좌표 라벨링 데이터
++++

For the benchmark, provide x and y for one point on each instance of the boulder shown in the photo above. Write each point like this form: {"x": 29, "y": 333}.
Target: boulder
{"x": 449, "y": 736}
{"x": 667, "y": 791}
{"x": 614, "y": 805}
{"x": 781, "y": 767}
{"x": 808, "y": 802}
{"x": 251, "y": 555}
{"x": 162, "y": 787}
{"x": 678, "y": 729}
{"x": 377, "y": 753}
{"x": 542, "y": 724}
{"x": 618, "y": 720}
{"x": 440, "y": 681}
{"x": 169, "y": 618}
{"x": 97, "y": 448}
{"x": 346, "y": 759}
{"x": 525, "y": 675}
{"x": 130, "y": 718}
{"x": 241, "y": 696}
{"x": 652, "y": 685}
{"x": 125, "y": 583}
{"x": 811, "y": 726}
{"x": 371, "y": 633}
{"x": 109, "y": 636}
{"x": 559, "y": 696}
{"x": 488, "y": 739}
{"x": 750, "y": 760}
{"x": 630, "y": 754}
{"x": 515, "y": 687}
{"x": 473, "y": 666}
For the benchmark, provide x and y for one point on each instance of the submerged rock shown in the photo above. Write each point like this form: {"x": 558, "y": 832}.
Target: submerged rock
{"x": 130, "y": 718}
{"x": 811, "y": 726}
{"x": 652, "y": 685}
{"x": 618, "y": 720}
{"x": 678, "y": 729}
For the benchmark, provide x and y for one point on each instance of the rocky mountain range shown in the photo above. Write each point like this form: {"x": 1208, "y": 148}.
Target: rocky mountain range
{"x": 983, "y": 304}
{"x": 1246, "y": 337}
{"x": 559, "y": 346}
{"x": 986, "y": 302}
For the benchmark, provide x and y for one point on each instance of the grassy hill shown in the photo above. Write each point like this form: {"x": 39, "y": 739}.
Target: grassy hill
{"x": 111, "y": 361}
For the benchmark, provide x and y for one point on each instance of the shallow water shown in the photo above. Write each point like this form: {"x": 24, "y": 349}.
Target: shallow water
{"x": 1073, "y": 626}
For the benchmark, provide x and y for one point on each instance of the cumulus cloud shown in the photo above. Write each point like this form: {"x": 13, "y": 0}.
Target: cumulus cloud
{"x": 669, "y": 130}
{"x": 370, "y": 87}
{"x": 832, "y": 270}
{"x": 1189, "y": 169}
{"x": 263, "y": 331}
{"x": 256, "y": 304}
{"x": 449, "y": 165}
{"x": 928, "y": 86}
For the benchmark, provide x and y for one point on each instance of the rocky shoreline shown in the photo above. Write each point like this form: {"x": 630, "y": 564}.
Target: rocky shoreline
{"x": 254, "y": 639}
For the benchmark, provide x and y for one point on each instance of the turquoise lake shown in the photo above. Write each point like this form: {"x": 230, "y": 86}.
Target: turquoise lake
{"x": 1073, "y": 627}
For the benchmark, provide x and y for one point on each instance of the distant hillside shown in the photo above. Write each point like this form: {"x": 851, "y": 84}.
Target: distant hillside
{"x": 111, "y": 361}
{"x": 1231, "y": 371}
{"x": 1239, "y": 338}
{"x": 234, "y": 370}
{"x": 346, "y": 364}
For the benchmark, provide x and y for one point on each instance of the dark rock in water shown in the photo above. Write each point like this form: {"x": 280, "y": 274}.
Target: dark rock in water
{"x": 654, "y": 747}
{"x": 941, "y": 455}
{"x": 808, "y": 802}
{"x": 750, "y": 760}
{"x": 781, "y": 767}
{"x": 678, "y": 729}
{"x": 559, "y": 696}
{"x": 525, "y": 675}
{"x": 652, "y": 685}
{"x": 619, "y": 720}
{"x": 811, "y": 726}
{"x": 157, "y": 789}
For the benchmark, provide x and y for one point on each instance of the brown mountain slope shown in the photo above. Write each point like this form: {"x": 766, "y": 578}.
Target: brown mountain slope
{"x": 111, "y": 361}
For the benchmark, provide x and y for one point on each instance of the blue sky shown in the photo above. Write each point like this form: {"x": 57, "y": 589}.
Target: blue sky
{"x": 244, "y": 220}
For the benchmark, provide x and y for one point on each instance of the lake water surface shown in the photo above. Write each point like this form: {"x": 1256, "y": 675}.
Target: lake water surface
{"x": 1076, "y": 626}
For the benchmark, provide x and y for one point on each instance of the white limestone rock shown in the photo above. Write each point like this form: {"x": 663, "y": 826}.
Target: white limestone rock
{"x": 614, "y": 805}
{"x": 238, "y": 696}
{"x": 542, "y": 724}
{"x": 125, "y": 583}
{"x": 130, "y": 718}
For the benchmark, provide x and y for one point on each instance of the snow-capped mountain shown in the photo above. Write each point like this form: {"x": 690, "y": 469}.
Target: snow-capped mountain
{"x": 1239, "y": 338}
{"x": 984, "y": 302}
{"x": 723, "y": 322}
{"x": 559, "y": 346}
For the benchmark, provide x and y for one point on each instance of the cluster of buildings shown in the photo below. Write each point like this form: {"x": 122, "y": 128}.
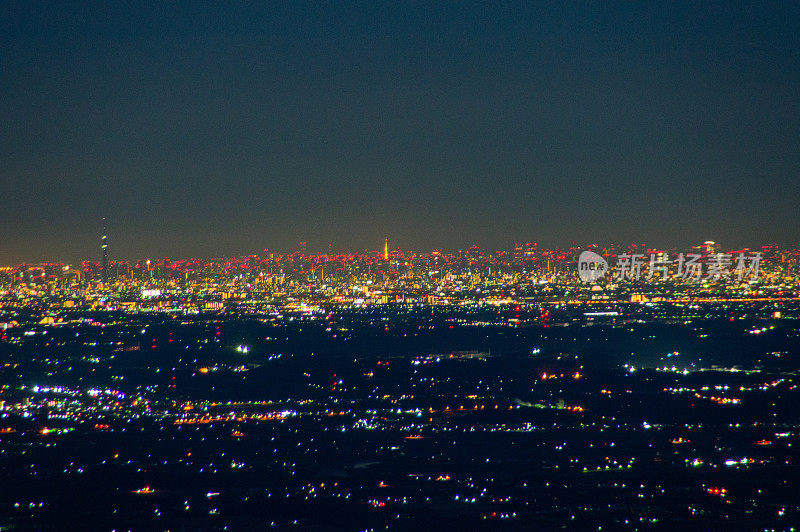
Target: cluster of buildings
{"x": 527, "y": 273}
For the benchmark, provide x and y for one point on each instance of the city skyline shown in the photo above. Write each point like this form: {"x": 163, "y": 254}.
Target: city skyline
{"x": 205, "y": 130}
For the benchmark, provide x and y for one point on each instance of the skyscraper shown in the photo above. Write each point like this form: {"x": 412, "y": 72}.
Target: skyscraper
{"x": 104, "y": 247}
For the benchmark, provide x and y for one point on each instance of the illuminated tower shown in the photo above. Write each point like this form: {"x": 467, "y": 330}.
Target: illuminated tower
{"x": 104, "y": 247}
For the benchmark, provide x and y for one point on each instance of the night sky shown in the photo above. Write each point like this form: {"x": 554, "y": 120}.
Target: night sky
{"x": 208, "y": 130}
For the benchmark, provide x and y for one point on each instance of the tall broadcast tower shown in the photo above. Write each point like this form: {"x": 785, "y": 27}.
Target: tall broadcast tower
{"x": 104, "y": 247}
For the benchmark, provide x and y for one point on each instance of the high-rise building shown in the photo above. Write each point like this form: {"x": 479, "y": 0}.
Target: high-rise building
{"x": 104, "y": 248}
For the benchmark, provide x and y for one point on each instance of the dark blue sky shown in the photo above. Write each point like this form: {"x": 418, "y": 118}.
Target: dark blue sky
{"x": 203, "y": 129}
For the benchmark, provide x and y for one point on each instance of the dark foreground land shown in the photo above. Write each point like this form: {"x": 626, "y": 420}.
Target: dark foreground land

++++

§ **작성 지침**:
위 항목을 처음부터 끝까지 한 줄도 고치지 말고 그대로 출력하세요. 답에 이미지는 넣지 마세요.

§ **문제 답안**:
For the benchmark, provide x and y for one point on each instance of the boulder shown in the photo above. Write each point like this form: {"x": 29, "y": 333}.
Target: boulder
{"x": 449, "y": 736}
{"x": 667, "y": 791}
{"x": 614, "y": 805}
{"x": 781, "y": 767}
{"x": 808, "y": 802}
{"x": 251, "y": 555}
{"x": 162, "y": 787}
{"x": 678, "y": 729}
{"x": 377, "y": 753}
{"x": 542, "y": 724}
{"x": 618, "y": 720}
{"x": 440, "y": 681}
{"x": 169, "y": 618}
{"x": 97, "y": 448}
{"x": 346, "y": 759}
{"x": 525, "y": 675}
{"x": 130, "y": 718}
{"x": 241, "y": 696}
{"x": 652, "y": 685}
{"x": 125, "y": 583}
{"x": 811, "y": 726}
{"x": 371, "y": 633}
{"x": 109, "y": 636}
{"x": 559, "y": 696}
{"x": 488, "y": 739}
{"x": 750, "y": 760}
{"x": 630, "y": 754}
{"x": 515, "y": 687}
{"x": 473, "y": 666}
For the benchmark, provide x and y for one point on each instance of the submerged rock shown in the photo above. Write each point like this form: {"x": 558, "y": 832}.
Target: submerged rock
{"x": 130, "y": 718}
{"x": 811, "y": 726}
{"x": 652, "y": 685}
{"x": 618, "y": 720}
{"x": 678, "y": 729}
For the benchmark, provide x and y for one point on each instance of the rocky mountain range shown in the photo above. Write each point like this form: {"x": 1208, "y": 148}.
Target: rocky mountain range
{"x": 983, "y": 304}
{"x": 1246, "y": 337}
{"x": 559, "y": 346}
{"x": 986, "y": 302}
For the benchmark, provide x and y for one point on each instance of the grassy hill shown in the photo above. Write each point like this form: {"x": 39, "y": 739}.
Target: grassy hill
{"x": 111, "y": 361}
For the benchmark, provide x and y for one point on each instance of the shallow water shown in the photo above. Write each point like this form: {"x": 24, "y": 349}.
Target: shallow water
{"x": 1073, "y": 626}
For the benchmark, provide x and y for one point on each instance of the cumulus cloud shown in the photo above. Write each point like this form: {"x": 13, "y": 0}.
Target: cumulus cloud
{"x": 669, "y": 130}
{"x": 370, "y": 87}
{"x": 832, "y": 270}
{"x": 1189, "y": 169}
{"x": 263, "y": 331}
{"x": 256, "y": 304}
{"x": 449, "y": 165}
{"x": 928, "y": 86}
For the benchmark, provide x and y for one point on each instance of the rocky shoreline shown in the photo above. Write each point like this form: {"x": 630, "y": 564}.
Target: rocky shoreline
{"x": 254, "y": 639}
For the benchmark, provide x and y for one point on each instance of the turquoise lake shown in the photo above. Write each point like this form: {"x": 230, "y": 86}.
Target: turquoise lake
{"x": 1073, "y": 627}
For the benchmark, provide x and y for one point on each instance of the distant hillside shown in the photo above. Write each point like this form: {"x": 851, "y": 84}.
Target: distant hillside
{"x": 111, "y": 361}
{"x": 1231, "y": 371}
{"x": 1239, "y": 338}
{"x": 234, "y": 370}
{"x": 346, "y": 364}
For the benchmark, provide x and y for one point on each instance of the dark rock in water shown in the photo above. Write each point like this form: {"x": 280, "y": 274}.
Target: dark rock in water
{"x": 654, "y": 747}
{"x": 941, "y": 455}
{"x": 808, "y": 802}
{"x": 750, "y": 760}
{"x": 781, "y": 767}
{"x": 678, "y": 729}
{"x": 559, "y": 696}
{"x": 525, "y": 675}
{"x": 652, "y": 685}
{"x": 619, "y": 720}
{"x": 811, "y": 726}
{"x": 157, "y": 789}
For the benchmark, provide x and y for one point on each instance of the brown mountain slope shown in the photo above. Write each point like this form: {"x": 766, "y": 578}.
Target: brown mountain slope
{"x": 111, "y": 361}
For the benchmark, provide x and y for one point on each instance of the blue sky shown in the photo above. Write each point like this form: {"x": 57, "y": 589}.
Target: blue sky
{"x": 244, "y": 220}
For the benchmark, provide x and y for one point on each instance of the lake water surface shown in the photo above. Write each point like this form: {"x": 1256, "y": 675}.
Target: lake water surface
{"x": 1076, "y": 626}
For the benchmark, provide x and y for one point on each instance of the white limestone rock shown in the photo above. Write each point like this form: {"x": 663, "y": 826}.
Target: white limestone rock
{"x": 614, "y": 805}
{"x": 238, "y": 696}
{"x": 542, "y": 724}
{"x": 125, "y": 583}
{"x": 130, "y": 718}
For the benchmark, provide x and y for one point on each instance of the snow-capped mountain shown in the photo above. Write each point like this form: {"x": 690, "y": 469}.
Target: snow-capped mountain
{"x": 1239, "y": 338}
{"x": 984, "y": 302}
{"x": 723, "y": 322}
{"x": 559, "y": 346}
For the benchmark, provide x and y for one point on each instance of the cluster of buildings shown in the photo below. Write each point like this form: {"x": 122, "y": 128}.
Target: cluster of buildings
{"x": 527, "y": 273}
For the benchmark, provide x and y for one point on each instance of the city skyline shown in the photo above. Write each point like this form: {"x": 163, "y": 254}.
Target: city skyline
{"x": 205, "y": 130}
For the benchmark, provide x and y for one point on each instance of the skyscraper shown in the photo above. Write each point like this form: {"x": 412, "y": 72}.
Target: skyscraper
{"x": 104, "y": 247}
For the benchmark, provide x and y for one point on each instance of the illuminated tower shown in the photo above. Write each point like this form: {"x": 467, "y": 330}.
Target: illuminated tower
{"x": 104, "y": 247}
For the benchmark, provide x and y for one point on each instance of the night sky shown in the photo above. Write each point like this form: {"x": 554, "y": 120}.
Target: night sky
{"x": 208, "y": 130}
For the benchmark, provide x and y for one point on each instance of the tall broadcast tower shown in the photo above. Write each point like this form: {"x": 785, "y": 27}.
Target: tall broadcast tower
{"x": 104, "y": 247}
For the benchmark, provide x and y for one point on each instance of the high-rise building shown in the photo above. Write each point like this form: {"x": 479, "y": 0}.
Target: high-rise building
{"x": 104, "y": 248}
For the benchmark, provide x and y for one point on each instance of the dark blue sky shown in the photo above. Write each point like this form: {"x": 418, "y": 118}.
Target: dark blue sky
{"x": 203, "y": 129}
For the benchmark, provide x and y for one point on each instance of the dark foreground land shown in the photo above. Write each point like this form: {"x": 626, "y": 420}.
Target: dark foreground land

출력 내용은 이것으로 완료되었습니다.